Photo-based referring expression data
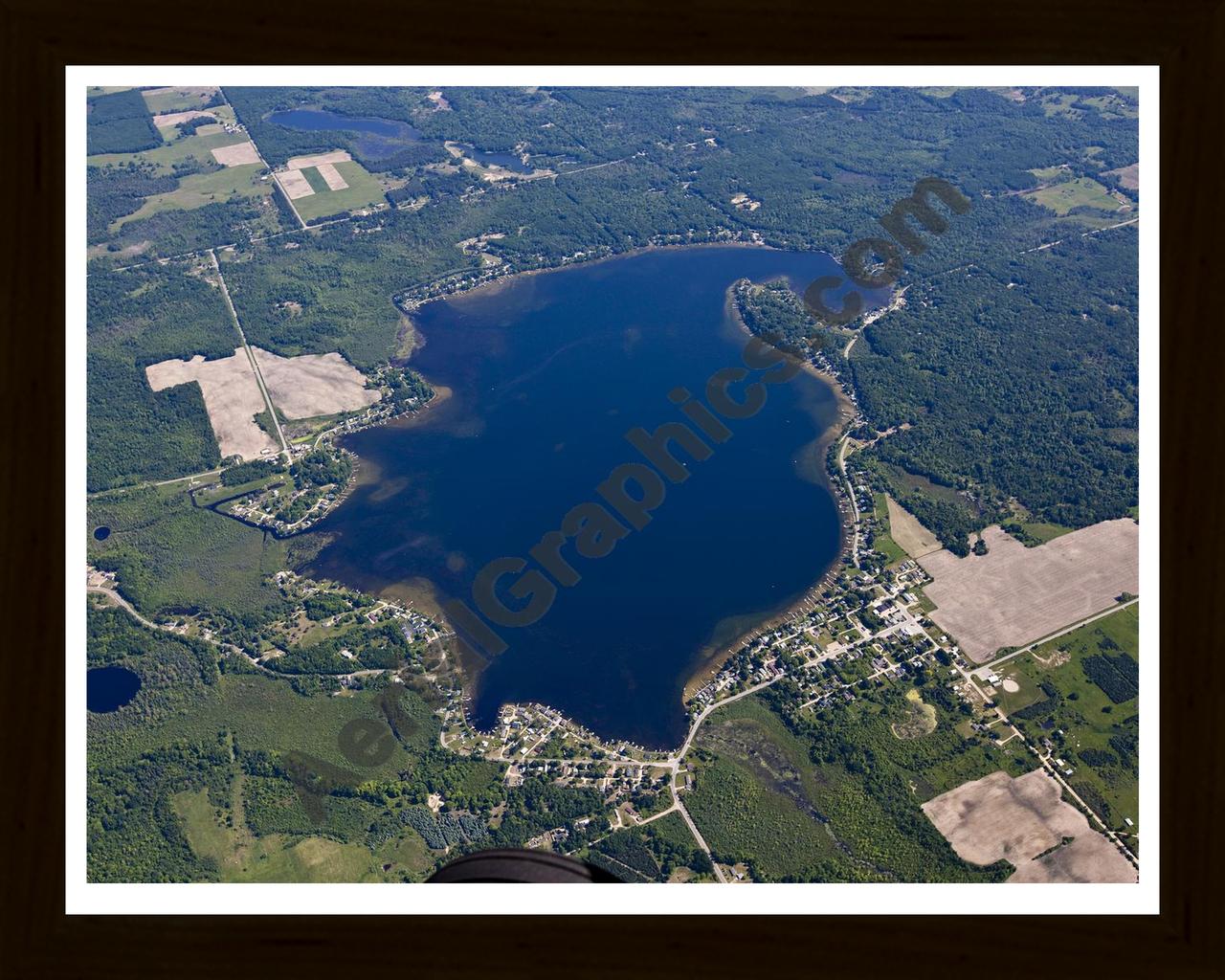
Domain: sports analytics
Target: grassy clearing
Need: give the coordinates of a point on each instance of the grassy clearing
(200, 145)
(1027, 694)
(204, 189)
(1080, 192)
(221, 835)
(364, 190)
(1036, 532)
(315, 179)
(1048, 173)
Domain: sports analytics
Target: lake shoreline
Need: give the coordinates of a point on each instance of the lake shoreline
(420, 594)
(847, 411)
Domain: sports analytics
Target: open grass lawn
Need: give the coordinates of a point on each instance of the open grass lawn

*ACTIVITY:* With the line that contains "the lake shoreline" as the first and the final line of the data as the last, repeat every line in that span exactly.

*EXERCISE SOLUTION:*
Need: give the coordinates of a point on each instance of the lake shoreline
(420, 594)
(847, 411)
Domain: sports analytics
Target: open grass lawn
Need: give the coordinates of a point on each instance of the open grass lawn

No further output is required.